* [TASK]: Exactly as they appear, output all of the entries.

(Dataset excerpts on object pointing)
╔══

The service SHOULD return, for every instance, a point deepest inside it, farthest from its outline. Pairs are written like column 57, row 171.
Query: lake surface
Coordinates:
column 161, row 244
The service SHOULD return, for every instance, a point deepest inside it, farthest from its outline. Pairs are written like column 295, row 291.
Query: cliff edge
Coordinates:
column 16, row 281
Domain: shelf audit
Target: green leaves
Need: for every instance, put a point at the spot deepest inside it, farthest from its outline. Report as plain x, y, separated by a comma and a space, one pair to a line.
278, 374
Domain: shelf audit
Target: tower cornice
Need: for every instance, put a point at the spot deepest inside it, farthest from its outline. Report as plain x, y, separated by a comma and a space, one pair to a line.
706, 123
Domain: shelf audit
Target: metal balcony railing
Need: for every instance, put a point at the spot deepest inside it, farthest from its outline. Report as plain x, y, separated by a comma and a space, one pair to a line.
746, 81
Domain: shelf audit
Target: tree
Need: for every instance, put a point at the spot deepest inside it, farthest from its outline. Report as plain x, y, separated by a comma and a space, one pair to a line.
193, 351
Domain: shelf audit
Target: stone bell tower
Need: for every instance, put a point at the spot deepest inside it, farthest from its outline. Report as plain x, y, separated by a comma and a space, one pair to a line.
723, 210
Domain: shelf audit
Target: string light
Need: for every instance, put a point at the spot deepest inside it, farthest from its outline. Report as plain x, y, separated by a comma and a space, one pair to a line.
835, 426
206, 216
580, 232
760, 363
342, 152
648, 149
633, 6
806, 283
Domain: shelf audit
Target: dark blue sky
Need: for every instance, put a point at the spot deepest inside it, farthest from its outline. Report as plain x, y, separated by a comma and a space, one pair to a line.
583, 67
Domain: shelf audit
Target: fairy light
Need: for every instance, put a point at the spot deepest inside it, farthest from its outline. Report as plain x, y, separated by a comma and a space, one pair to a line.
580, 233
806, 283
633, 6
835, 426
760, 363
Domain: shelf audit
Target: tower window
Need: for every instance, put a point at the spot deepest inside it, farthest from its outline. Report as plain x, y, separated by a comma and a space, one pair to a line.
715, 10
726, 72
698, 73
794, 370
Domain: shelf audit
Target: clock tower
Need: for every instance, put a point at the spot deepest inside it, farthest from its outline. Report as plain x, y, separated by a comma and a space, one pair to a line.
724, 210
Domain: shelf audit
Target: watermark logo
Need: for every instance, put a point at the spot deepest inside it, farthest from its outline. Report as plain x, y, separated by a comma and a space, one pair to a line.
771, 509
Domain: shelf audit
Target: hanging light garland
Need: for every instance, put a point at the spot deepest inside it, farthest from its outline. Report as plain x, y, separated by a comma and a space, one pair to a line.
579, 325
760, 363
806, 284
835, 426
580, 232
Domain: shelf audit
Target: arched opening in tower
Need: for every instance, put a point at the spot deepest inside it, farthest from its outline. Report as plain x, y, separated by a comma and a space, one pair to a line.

╚══

* [TASK SOLUTION]:
The service SHOULD return, for every instance, a point deepest inside it, farthest from its outline. Pairs are written like column 57, row 171.
Query: lake surface
Coordinates:
column 161, row 244
The service SHOULD return, for every instance, a point deepest inside it, farthest from its outline. Pairs are written like column 295, row 291.
Query: cliff edge
Coordinates:
column 16, row 281
Domain: shelf audit
Target: green leaves
Need: for every instance, put a point at the spot deepest inside it, farthest from its outline. Report as plain x, y, separated by a comma and a space, one pair to a line.
278, 374
Domain: shelf audit
Target: tower cornice
Need: for every instance, put a point at the spot deepest inside it, farthest from its outline. Report as plain x, y, separated by a comma and a space, one pair to a line.
706, 123
Domain: shelf audit
Target: metal balcony railing
Need: for every instance, put a point at the spot deepest inside it, farthest from its outline. Report as plain x, y, separated by a comma and a space, one pair to a line.
746, 81
Domain: shelf audit
Target: tree
Need: for every instance, put a point at the spot deepest inside it, farthest from its outline. Report as plain x, y, separated by a comma and a space, one pair to a line.
193, 351
Domain: shelf audit
Target: stone bell tower
Need: for every instance, put a point at the spot deepest inside it, farthest from its outline. Report as plain x, y, separated by a comma and a space, one pair to a line.
723, 210
Domain: shelf audit
Target: string light
Need: for every instance, put a point at the spot deepest inside it, farthest from its outline. Report as plain x, y, separated by a comma and a space, one pair to a line.
835, 426
206, 216
580, 232
760, 363
342, 152
648, 149
633, 6
806, 283
Domain: shelf audit
Target: dark blue sky
Need: for every instance, put a point at the spot deepest inside it, farthest from its outline. Report as plain x, y, separated by a comma and a space, one pair to a line.
583, 67
Domain: shelf audit
Target: fairy light
Need: for every instance, put a point at the spot deepest inside it, farthest from its outline. Report as plain x, y, separated by a comma and a space, one pair to a line.
580, 233
806, 283
633, 6
835, 426
760, 363
Domain: shelf audit
Target: tower window
Need: for every instance, put a point at the spot deepest inside it, farthest from its outline. Report as plain x, y, separated by a comma and a space, one pair to a line.
715, 10
726, 72
698, 73
794, 370
Domain: shelf audit
Target: clock tower
Need: for every instance, put a point at the spot deepest inside it, farthest from its outline. Report as plain x, y, separated by a comma and a space, one pair to a line.
724, 210
Domain: shelf audit
Target: watermark logo
Need: for every instance, put a point at the spot deepest inside it, farthest from its outline. Report as plain x, y, separated by a comma and a space, one pair to a line.
771, 509
Domain: shelf audit
Target: hanging light garland
Need: for every instance, put a point at the spot deepest inside it, farthest from its outline. Report as plain x, y, separated by a comma and a space, one pair to a line.
579, 325
760, 363
806, 284
835, 426
580, 232
Domain: shelf audit
Target: arched opening in tower
Need: for every instance, put a point at the spot deepest inside it, farthest from its outline. Report as plain x, y, separated by a comma and a space, one pair to a line.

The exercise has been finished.